## MATERIAL PROVIDED

::::::::

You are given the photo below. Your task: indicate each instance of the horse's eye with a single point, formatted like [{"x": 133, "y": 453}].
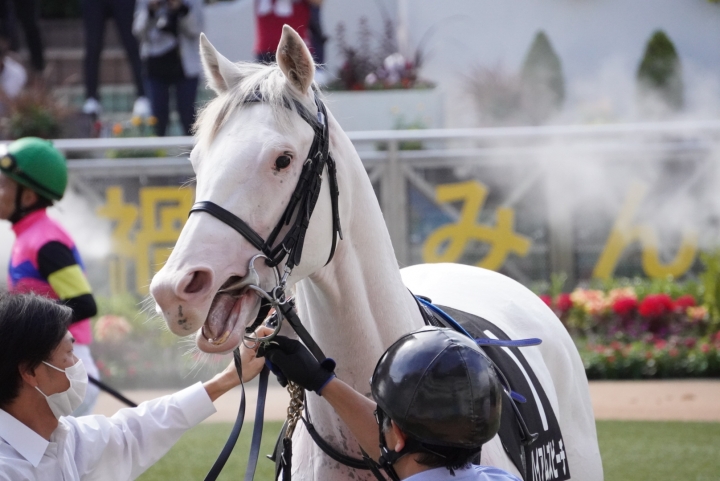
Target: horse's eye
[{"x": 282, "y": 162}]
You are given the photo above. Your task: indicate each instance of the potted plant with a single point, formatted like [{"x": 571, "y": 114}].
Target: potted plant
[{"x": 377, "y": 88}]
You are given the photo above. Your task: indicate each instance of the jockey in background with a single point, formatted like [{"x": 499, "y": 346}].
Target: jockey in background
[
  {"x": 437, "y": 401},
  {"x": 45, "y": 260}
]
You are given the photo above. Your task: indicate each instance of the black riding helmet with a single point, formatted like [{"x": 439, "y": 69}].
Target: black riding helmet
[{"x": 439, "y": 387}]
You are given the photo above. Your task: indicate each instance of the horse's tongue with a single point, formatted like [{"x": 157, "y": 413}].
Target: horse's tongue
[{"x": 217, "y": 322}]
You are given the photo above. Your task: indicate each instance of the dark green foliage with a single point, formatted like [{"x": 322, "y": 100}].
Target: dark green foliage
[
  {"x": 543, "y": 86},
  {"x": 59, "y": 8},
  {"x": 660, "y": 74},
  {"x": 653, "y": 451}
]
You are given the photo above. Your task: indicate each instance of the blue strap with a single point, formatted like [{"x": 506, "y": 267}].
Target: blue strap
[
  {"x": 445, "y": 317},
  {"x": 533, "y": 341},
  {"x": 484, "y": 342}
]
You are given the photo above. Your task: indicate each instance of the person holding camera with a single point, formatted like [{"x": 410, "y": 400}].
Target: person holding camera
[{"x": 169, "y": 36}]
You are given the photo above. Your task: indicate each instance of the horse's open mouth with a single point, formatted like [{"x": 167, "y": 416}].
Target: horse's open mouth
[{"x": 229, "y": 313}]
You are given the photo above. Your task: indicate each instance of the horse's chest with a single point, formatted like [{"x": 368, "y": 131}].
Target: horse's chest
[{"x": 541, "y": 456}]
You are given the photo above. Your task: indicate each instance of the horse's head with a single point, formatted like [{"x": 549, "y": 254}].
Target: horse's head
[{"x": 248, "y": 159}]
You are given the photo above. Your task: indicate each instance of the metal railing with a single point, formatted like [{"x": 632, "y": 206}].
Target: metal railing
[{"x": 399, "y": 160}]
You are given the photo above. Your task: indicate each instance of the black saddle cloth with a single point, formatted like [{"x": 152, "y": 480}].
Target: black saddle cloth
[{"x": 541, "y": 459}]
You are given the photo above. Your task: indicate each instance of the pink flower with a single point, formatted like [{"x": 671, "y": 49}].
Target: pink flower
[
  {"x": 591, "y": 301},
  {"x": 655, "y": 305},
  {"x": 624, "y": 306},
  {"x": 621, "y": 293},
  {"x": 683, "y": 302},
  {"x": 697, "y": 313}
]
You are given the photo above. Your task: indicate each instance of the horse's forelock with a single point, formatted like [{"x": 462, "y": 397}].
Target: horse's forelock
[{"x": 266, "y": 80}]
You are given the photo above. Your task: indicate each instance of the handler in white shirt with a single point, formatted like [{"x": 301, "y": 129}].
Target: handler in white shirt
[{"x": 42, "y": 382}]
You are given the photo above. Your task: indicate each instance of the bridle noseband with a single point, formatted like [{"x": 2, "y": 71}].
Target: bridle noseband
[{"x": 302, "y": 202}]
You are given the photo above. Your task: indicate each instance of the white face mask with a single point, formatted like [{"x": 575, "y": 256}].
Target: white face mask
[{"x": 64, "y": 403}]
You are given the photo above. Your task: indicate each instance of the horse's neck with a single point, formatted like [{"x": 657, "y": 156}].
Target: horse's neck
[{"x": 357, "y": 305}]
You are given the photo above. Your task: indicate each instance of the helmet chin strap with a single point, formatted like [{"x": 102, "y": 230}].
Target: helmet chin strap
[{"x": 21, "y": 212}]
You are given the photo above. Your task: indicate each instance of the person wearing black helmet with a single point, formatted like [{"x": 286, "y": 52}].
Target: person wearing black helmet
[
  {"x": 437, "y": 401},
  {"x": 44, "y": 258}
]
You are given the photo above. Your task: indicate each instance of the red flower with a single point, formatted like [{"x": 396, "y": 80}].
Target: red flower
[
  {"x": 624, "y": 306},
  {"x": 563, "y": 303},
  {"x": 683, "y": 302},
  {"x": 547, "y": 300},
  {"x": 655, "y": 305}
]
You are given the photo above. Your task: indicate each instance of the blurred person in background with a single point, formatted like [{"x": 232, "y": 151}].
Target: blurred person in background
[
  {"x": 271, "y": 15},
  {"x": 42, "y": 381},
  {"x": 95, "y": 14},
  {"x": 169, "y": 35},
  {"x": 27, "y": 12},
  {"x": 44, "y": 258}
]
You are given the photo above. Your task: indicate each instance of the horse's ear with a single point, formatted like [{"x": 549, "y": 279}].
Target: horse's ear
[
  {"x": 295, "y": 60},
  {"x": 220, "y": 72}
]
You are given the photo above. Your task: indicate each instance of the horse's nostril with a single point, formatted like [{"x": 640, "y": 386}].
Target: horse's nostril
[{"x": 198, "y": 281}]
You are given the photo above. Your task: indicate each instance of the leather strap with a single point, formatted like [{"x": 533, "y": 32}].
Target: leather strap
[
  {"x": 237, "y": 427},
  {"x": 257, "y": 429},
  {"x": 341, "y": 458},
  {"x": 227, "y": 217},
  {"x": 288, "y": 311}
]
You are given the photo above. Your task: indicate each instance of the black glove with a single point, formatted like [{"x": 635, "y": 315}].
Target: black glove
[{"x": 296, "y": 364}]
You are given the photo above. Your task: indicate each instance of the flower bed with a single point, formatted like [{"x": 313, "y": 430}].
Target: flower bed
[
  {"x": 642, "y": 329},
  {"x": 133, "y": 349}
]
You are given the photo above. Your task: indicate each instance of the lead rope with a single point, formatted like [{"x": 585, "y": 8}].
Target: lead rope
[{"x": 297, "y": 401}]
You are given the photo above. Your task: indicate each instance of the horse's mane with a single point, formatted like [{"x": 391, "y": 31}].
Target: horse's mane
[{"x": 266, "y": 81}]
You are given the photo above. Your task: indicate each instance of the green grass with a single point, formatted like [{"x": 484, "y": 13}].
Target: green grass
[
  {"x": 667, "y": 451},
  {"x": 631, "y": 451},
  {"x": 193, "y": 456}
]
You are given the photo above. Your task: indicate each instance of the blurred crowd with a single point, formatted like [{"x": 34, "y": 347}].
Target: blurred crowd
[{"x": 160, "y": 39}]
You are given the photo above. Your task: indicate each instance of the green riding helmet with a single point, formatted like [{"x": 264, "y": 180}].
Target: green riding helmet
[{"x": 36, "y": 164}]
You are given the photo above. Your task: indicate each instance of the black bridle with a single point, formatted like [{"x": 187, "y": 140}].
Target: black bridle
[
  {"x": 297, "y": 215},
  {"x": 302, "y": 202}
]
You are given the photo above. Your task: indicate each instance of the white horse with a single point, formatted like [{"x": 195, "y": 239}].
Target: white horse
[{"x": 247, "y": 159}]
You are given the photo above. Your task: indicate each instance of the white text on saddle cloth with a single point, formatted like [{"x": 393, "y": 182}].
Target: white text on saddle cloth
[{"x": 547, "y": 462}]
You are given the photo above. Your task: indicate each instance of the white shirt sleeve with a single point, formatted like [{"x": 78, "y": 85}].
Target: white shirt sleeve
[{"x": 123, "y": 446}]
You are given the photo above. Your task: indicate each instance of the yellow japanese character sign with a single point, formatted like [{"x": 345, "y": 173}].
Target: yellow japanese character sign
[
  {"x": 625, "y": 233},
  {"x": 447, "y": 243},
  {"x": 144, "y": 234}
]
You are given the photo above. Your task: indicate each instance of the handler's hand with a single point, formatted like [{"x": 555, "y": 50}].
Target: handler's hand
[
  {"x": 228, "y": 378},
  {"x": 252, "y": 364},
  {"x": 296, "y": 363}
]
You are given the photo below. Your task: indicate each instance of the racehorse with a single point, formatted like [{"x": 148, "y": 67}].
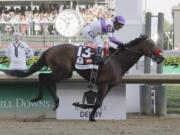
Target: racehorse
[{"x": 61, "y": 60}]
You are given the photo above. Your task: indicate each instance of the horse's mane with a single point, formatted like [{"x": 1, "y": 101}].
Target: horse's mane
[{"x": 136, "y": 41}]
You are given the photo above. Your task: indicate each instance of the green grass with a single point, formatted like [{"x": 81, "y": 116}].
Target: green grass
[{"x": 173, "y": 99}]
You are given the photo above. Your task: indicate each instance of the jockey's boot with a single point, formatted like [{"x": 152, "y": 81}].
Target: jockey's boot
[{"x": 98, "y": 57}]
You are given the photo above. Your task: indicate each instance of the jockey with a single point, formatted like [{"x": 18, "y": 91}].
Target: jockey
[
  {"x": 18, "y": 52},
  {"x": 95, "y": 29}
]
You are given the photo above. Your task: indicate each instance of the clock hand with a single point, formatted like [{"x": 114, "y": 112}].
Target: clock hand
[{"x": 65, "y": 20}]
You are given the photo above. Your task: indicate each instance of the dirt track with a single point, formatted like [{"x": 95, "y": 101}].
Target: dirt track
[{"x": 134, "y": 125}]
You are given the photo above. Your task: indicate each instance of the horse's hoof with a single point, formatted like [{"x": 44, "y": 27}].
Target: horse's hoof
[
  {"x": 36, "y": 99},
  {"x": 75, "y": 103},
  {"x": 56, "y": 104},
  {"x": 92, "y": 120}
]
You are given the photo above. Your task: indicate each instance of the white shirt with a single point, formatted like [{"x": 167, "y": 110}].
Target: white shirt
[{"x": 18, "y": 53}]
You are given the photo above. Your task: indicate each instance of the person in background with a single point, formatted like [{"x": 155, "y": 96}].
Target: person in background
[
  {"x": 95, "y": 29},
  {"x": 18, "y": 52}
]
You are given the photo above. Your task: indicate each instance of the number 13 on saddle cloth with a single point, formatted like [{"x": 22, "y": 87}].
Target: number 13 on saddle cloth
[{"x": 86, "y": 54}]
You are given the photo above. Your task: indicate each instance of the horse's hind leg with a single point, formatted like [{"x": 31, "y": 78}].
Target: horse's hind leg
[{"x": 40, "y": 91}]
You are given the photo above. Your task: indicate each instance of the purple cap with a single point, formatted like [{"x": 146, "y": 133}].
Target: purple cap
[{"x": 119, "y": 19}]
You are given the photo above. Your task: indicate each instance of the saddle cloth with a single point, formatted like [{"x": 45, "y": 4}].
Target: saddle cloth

::::::::

## DESCRIPTION OF THE TASK
Across the listing above, how many lines carry "below"? Give only the number.

## WORKED SOLUTION
2